- **DESCRIPTION OF THE TASK**: Copy every line of the records below where the word "windshield" occurs.

** RAW DATA follows **

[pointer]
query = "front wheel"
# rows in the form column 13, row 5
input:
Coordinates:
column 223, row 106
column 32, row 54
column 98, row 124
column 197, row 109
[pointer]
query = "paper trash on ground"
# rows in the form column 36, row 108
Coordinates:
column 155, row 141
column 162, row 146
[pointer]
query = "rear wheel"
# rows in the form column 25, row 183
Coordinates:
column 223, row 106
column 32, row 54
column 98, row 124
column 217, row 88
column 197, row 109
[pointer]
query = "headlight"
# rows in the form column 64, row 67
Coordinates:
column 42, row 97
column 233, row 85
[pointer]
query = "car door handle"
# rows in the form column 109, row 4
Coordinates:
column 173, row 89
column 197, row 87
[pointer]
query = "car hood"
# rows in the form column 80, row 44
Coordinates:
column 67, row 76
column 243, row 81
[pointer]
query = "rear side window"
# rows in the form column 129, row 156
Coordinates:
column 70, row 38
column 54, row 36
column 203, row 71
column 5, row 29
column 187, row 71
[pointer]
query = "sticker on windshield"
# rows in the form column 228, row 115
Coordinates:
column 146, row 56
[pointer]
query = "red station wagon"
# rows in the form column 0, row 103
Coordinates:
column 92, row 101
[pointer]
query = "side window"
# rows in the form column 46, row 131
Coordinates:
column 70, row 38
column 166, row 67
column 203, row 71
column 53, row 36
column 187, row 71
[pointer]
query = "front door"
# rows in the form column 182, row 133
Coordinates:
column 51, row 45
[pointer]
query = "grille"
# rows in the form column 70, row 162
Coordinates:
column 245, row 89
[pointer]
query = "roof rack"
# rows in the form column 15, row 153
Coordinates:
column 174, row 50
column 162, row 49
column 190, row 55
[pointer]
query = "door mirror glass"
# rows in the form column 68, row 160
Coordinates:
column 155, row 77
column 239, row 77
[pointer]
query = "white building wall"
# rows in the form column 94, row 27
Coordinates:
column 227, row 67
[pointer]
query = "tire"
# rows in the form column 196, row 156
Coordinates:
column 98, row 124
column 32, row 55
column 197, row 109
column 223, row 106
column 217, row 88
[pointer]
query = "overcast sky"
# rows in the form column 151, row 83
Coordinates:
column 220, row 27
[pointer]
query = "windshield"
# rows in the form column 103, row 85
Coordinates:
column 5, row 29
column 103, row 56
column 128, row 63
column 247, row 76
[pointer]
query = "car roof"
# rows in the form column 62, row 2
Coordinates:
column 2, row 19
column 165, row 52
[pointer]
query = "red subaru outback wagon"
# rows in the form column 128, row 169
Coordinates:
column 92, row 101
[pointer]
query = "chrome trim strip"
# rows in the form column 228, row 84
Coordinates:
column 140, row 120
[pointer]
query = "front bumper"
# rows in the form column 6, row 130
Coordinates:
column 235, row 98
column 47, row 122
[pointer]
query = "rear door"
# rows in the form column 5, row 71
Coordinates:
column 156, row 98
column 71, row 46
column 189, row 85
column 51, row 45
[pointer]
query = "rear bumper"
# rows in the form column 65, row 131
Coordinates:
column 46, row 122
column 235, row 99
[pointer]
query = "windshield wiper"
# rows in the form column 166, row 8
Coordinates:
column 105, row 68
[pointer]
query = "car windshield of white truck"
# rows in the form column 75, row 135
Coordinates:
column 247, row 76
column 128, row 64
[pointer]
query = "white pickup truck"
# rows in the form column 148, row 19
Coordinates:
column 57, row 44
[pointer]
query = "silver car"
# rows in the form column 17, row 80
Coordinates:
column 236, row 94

** End of RAW DATA **

- **RESPONSE TO THIS EXERCISE**:
query = "sticker on windshield"
query = "windshield"
query = "windshield wiper"
query = "car windshield of white truck"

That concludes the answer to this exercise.